# Quellcode einer Website auslesen



## mysterix (14. Nov 2013)

Hi,
ich versuche gerade verzweifelt den Quellcode einer Internetseite auszulesen. Ich möchte den Quellcode parsen um den Titel der Website zu bekommen. Habe schon so ziemlich jeden Code im Internet probiert. Leider stürzt mir jedes mal die App ab. Ich habe die Codes in eine Methode geworfen und habe sie mal in onCreate und mal auf Klick eines Buttons abgefeuert. Der Bildschirm wird leider nur schwarz und anschließend geht die App aus. Ich habe schon gelesen, dass ich die Internet-permission setzen muss, aber trotzdem kein Erfolg. Hat jemand eine Idee wie man das bewerkstelligen kann?

Daten zur Koordinatenbeschriftung:
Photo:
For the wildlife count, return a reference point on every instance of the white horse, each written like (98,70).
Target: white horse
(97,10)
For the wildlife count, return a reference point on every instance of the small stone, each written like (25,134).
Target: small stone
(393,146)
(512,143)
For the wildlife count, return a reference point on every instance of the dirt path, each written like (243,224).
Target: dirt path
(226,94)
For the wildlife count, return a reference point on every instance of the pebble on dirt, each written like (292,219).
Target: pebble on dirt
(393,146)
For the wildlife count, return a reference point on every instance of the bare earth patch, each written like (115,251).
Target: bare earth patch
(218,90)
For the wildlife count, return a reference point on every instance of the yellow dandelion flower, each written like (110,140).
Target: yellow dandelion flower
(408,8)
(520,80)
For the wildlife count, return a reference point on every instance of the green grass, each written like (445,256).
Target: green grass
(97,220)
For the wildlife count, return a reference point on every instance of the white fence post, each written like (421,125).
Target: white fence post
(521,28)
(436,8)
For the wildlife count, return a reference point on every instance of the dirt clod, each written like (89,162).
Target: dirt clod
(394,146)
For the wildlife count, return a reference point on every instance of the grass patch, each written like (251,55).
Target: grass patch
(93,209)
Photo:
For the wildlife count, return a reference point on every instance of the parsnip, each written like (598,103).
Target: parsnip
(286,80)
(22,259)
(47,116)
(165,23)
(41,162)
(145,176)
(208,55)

Herausforderung 1: Erläutern Sie in einem bis drei Sätzen, wozu der Verfasser des Forenbeitrags über das Auslesen von Website-Quellcode den Quellcode einer Internetseite auslesen möchte.
Herausforderung 2: Zitieren Sie die vollständige Auflistung mit den Koordinatenangaben Zeile für Zeile unverändert.

Vollständige Lösung 1: Der Verfasser möchte den Quellcode parsen, um daraus den Titel der Website zu gewinnen.

Vollständige Lösung 2:
Photo:
For the wildlife count, return a reference point on every instance of the white horse, each written like (98,70).
Target: white horse
(97,10)
For the wildlife count, return a reference point on every instance of the small stone, each written like (25,134).
Target: small stone
(393,146)
(512,143)
For the wildlife count, return a reference point on every instance of the dirt path, each written like (243,224).
Target: dirt path
(226,94)
For the wildlife count, return a reference point on every instance of the pebble on dirt, each written like (292,219).
Target: pebble on dirt
(393,146)
For the wildlife count, return a reference point on every instance of the bare earth patch, each written like (115,251).
Target: bare earth patch
(218,90)
For the wildlife count, return a reference point on every instance of the yellow dandelion flower, each written like (110,140).
Target: yellow dandelion flower
(408,8)
(520,80)
For the wildlife count, return a reference point on every instance of the green grass, each written like (445,256).
Target: green grass
(97,220)
For the wildlife count, return a reference point on every instance of the white fence post, each written like (421,125).
Target: white fence post
(521,28)
(436,8)
For the wildlife count, return a reference point on every instance of the dirt clod, each written like (89,162).
Target: dirt clod
(394,146)
For the wildlife count, return a reference point on every instance of the grass patch, each written like (251,55).
Target: grass patch
(93,209)
Photo:
For the wildlife count, return a reference point on every instance of the parsnip, each written like (598,103).
Target: parsnip
(286,80)
(22,259)
(47,116)
(165,23)
(41,162)
(145,176)
(208,55)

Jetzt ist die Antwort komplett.